Crispy

Kepala BRIN: Ini Keuntungan Eijkman Dilebur Dengan BRIN

Laksana mengatakan, dengan peleburan itu, pengerjaan surveillance mutasi varian virus corona bisa dipermudah sebab bersinergi dan terintegrasi. Selain itu, biaya per sampel jadi lebih murah dari Rp 2 hingga Rp 4 juta, mampu ditekan jadi kurang dari Rp 1 juta.

JERNIH- Ketika banyak pihak tengah mengkhawatirkan nasib para peneliti serta kelanjutan proses pembuatan vaksin merah putih pasca dileburnya Lembaga Eijkman ke Badan Riset dan Inovasi Nasional (BRIN), Kepala BRIN Laksana Tri Handoko mangatakan bahwa peleburan itu justru membawa keuntungan.

Sebab, lembaga ini bakal makin kuat lantaran terjadi sinergi dan terintegrasi antara tim Eijkman dan tim LIPI di Cibinong.

Laksana mengatakan, dengan peleburan itu, pengerjaan surveillance mutasi varian virus corona bisa dipermudah sebab bersinergi dan terintegrasi. Selain itu, biaya per sampel jadi lebih murah dari Rp 2 hingga Rp 4 juta, mampu ditekan jadi kurang dari Rp 1 juta.

Seperti diberitakan Detik, sejak diaktifkan kembali pada 1992, Eijkman belum pernah menjadi lembaga resmi pemerintah. Dia, lebih merupakan unit adhoc dari Kemenristek sehingga PNS di sana tak bisa menjadi peneliti lantara Kementerian tersebut bukan lembaga riset.

## [Data yang Diberikan]
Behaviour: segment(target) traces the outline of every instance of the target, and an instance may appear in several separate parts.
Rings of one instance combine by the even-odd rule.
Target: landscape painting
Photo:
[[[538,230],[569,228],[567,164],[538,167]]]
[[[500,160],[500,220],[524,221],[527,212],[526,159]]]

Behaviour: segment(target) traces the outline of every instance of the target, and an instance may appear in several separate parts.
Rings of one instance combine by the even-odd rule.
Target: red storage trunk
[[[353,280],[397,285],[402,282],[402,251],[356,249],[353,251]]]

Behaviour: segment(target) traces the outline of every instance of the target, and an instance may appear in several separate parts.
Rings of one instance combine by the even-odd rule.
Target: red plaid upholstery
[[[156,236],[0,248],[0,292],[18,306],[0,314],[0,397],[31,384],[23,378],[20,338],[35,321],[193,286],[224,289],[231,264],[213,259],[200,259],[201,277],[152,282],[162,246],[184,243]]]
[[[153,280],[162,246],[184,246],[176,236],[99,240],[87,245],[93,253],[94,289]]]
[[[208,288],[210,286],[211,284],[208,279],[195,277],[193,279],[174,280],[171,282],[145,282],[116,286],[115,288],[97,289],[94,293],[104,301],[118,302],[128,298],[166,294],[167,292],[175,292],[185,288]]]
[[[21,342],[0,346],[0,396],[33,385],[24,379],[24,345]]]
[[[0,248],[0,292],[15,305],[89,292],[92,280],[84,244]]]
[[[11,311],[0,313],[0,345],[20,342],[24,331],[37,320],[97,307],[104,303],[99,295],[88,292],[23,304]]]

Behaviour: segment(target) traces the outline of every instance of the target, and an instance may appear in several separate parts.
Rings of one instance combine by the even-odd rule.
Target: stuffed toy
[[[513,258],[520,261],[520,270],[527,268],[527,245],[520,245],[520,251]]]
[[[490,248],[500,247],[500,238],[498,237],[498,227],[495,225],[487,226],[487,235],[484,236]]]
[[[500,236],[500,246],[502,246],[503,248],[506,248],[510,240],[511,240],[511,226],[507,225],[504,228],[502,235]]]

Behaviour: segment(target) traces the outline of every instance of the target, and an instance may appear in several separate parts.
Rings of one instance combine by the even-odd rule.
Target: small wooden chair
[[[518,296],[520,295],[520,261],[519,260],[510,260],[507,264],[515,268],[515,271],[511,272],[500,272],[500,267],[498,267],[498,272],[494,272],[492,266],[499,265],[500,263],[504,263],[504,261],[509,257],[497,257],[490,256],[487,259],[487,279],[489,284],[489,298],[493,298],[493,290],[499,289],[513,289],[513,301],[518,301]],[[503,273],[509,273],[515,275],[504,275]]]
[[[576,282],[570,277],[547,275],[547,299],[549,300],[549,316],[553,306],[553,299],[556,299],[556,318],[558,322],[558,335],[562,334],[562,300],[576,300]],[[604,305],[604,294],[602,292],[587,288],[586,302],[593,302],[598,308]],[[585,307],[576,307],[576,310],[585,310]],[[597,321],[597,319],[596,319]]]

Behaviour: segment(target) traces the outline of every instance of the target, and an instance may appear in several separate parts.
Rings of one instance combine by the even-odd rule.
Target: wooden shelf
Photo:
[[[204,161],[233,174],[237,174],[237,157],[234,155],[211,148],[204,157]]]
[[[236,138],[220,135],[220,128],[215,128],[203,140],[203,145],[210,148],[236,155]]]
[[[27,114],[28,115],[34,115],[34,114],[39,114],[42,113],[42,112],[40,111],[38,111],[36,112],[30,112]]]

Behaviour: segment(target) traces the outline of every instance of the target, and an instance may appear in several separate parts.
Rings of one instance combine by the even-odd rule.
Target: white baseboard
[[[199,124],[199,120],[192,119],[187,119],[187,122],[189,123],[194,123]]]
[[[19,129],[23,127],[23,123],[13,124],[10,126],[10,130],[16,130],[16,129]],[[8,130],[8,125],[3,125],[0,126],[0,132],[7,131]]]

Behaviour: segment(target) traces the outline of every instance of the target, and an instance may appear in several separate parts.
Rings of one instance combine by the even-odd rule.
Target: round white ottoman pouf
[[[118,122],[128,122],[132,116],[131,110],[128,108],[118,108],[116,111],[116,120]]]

---

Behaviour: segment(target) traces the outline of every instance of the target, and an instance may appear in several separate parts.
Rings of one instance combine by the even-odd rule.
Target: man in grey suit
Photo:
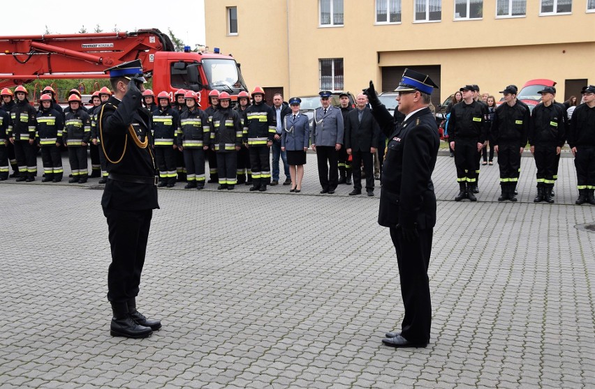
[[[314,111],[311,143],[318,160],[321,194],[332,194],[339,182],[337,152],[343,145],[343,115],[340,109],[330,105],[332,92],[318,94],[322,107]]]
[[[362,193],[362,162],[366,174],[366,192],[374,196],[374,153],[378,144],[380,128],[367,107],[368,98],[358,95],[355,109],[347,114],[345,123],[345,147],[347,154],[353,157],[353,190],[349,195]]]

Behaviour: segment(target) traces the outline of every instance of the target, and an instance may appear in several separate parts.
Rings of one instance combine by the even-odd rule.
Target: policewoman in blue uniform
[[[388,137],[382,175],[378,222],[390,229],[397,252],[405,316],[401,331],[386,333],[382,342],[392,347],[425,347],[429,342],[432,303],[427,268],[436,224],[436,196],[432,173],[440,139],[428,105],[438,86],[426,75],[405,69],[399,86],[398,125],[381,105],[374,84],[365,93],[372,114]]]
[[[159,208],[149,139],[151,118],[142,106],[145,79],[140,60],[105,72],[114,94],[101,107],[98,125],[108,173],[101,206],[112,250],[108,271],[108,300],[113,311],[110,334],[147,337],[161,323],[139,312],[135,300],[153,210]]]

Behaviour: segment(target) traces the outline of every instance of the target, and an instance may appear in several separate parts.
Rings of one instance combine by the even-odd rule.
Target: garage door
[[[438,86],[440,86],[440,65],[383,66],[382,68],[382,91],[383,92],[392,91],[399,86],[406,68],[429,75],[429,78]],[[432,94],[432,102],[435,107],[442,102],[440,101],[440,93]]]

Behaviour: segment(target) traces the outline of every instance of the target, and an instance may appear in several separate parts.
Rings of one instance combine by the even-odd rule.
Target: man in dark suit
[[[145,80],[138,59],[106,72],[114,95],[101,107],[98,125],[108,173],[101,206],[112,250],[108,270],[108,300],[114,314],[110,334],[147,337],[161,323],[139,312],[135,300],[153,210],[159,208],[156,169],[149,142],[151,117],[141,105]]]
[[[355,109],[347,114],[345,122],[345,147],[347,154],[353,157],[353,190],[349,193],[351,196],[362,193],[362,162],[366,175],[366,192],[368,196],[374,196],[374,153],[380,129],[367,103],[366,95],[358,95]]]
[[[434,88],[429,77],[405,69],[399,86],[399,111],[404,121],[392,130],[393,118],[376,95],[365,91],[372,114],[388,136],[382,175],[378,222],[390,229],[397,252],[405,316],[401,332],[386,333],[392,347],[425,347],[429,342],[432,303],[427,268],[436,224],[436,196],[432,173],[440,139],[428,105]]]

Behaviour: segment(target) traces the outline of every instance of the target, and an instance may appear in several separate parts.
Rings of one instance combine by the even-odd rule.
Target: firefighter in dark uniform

## [Soal Latihan]
a) Terjemahkan kalimat "Sebab, lembaga ini bakal makin kuat lantaran terjadi sinergi dan terintegrasi antara tim Eijkman dan tim LIPI di Cibinong." dari berita tentang peleburan Eijkman ke BRIN ke dalam bahasa Inggris.
b) Lanjutkan berita tentang peleburan Eijkman ke BRIN mulai setelah kalimat terakhirnya.

## [Jawaban per Soal]
a) This is because the institution will grow stronger, as synergy and integration will take place between the Eijkman team and the LIPI team in Cibinong.

b)
Selama ini, dia bilang periset di Eijkman berjumlah sekitar 40 orang namun memiliki lebih dari 100 orang tenaga honorer. Secara legal, perekrutan tersebut bermasalah dan berdampak pada yang direkrut.

Laksana menilai, sejak bertahun-tahun lalu setiap kali melakukan perekrutan, seharusnya penanggung jawab di Eijkman meminta izin Menristek atau Sekjen Kemenristek lebih dulu. Sebab bagaimana pun juga, mereka menggunakan uang milik negara.

“Jadi gak bisa, gak boleh unit kerja merekrut orang seenaknya saja,” kata Laksana.

Lebih lanjut dia bilang, sesuai aturan yang berlaku tenaga honorer itu masa kerjanya cuma setahun. Jika ada yang telah bekerja selama belasan tahun, secara aturan mereka tetap dianggap bekerja setahun. Maka, bila tak ada perpanjangan kontrak, tidak diberikan kompensasi atau pesangon.